WHAT YOU SHOULD DO - Restate the full set of records exactly, word for word.

RECORDED DATA -

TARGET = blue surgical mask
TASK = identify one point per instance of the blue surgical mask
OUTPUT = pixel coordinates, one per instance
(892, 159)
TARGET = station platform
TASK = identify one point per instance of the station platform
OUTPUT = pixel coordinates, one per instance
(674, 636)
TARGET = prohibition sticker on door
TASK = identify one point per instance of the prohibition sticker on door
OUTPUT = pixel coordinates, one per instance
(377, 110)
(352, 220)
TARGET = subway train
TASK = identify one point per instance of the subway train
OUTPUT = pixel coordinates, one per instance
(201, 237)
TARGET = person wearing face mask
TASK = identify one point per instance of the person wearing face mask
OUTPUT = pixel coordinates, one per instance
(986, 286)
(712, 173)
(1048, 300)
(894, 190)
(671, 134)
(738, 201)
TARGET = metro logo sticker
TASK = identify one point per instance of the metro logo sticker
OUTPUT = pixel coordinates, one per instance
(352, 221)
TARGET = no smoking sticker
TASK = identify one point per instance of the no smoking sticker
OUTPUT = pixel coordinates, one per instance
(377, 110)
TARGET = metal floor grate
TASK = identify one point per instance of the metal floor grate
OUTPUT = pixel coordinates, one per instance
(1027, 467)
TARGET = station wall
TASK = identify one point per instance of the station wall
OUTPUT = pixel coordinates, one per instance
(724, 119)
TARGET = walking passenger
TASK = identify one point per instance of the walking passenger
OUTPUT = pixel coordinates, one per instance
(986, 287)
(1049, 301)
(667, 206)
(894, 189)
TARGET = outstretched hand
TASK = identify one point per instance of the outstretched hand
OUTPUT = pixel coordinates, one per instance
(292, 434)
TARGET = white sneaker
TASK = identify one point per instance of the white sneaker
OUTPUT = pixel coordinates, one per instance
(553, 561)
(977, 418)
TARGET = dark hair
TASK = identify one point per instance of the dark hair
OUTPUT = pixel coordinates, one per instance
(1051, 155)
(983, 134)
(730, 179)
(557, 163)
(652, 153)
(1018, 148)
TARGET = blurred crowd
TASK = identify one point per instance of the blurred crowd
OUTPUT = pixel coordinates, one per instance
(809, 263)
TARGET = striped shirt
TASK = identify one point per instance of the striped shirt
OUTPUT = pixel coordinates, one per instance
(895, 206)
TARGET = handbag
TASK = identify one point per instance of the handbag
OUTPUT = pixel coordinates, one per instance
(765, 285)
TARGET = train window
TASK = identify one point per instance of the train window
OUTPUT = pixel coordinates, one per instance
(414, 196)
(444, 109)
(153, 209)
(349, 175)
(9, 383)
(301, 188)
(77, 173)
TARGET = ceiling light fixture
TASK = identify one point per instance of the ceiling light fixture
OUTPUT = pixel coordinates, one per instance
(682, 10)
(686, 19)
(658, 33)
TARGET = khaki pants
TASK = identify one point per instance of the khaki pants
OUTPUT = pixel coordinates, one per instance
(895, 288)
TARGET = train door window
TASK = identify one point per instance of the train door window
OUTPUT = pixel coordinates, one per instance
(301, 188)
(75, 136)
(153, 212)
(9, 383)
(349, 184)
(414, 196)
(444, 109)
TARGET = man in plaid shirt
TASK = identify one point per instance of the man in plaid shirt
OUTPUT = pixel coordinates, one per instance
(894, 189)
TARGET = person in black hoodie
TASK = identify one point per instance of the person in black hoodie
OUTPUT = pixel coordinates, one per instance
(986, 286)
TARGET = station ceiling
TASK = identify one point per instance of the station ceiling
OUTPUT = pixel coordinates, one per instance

SOLUTION FOR THIS PROBLEM -
TARGET = blue surgical mask
TASK = identify one point per instance of the blue surgical mask
OUTPUT = pixel coordinates, one per instance
(892, 159)
TARGET = station platform
TASK = identify one point per instance of the station platform
OUTPUT = pixel coordinates, one per instance
(674, 636)
TARGET = prohibition sticker on door
TASK = identify one point per instance of the prohibition sticker on door
OUTPUT = pixel coordinates, one per instance
(377, 110)
(352, 220)
TARGET = subway train
TASK = identify one point per instance of the subway train
OUTPUT = pixel coordinates, one per instance
(201, 237)
TARGET = person wearing face mask
TASK = identify one point per instance of the person wearing face mask
OUTPUT = pixel coordinates, one per instance
(986, 286)
(712, 173)
(1048, 300)
(894, 190)
(671, 134)
(738, 201)
TARGET = metro logo sticker
TASK = identify one point per instance of the metro logo sticker
OUTPUT = pixel coordinates, one per instance
(352, 221)
TARGET = no smoking sticker
TASK = identify one point per instance of the no smoking sticker
OUTPUT = pixel coordinates, one per instance
(377, 110)
TARGET = metal floor grate
TASK = identify one point per instance of the metal floor grate
OUTPUT = pixel coordinates, one per instance
(1027, 467)
TARGET = station wall
TASK = identify one point per instance of the station wall
OUTPUT = pixel coordinates, one per instance
(724, 119)
TARGET = walking passenger
TASK = identify one point per instance of the walking passenger
OUTPUT = pixel coordinates, one per instance
(986, 287)
(1049, 301)
(667, 206)
(894, 189)
TARGET = outstretched hand
TASK = identify one point per instance of the outstretched hand
OUTPUT = pixel coordinates, one per instance
(292, 434)
TARGET = white sneaker
TASK = identify one point per instance of the white sneaker
OUTPUT = pixel coordinates, one per instance
(553, 561)
(977, 418)
TARGET = dark hair
TASK = identify one point per instance of the dark hair
OUTPUT = pixel coordinates, one per instance
(1051, 155)
(983, 134)
(730, 179)
(557, 163)
(652, 153)
(1018, 148)
TARGET = blurred crowd
TASK = identify one point per instance of the blurred crowd
OUTPUT = pixel coordinates, one per instance
(809, 263)
TARGET = striped shirt
TASK = identify one point per instance of the striped shirt
OUTPUT = pixel coordinates, one per instance
(895, 206)
TARGET = handbag
TASK = identify one point per instance of the handbag
OUTPUT = pixel coordinates, one per instance
(765, 285)
TARGET = train window
TASK = identify one point per instance of the train window
OUTPUT = pixel coordinates, one per instance
(414, 196)
(444, 109)
(153, 209)
(349, 175)
(9, 383)
(301, 188)
(77, 173)
TARGET = ceiling light fixture
TASK = identify one point per instance of the ceiling light fixture
OUTPUT = pixel coordinates, one per instance
(682, 10)
(686, 19)
(658, 33)
TARGET = khaki pants
TASK = identify one point per instance of the khaki pants
OUTPUT = pixel coordinates, one per instance
(895, 288)
TARGET = train door window
TASK = identify one point per instance of the train door window
OUTPUT = pixel coordinates, one per instance
(301, 188)
(75, 136)
(153, 212)
(9, 383)
(349, 184)
(414, 196)
(444, 109)
TARGET = man in plaid shirt
TASK = identify one point per instance of the man in plaid shirt
OUTPUT = pixel coordinates, one per instance
(894, 189)
TARGET = person in black hoodie
TASK = identify one point per instance of the person in black hoodie
OUTPUT = pixel coordinates, one per instance
(986, 286)
TARGET = station ceiling
TASK = identify one point per instance of the station ceiling
OUTPUT = pixel coordinates, one per instance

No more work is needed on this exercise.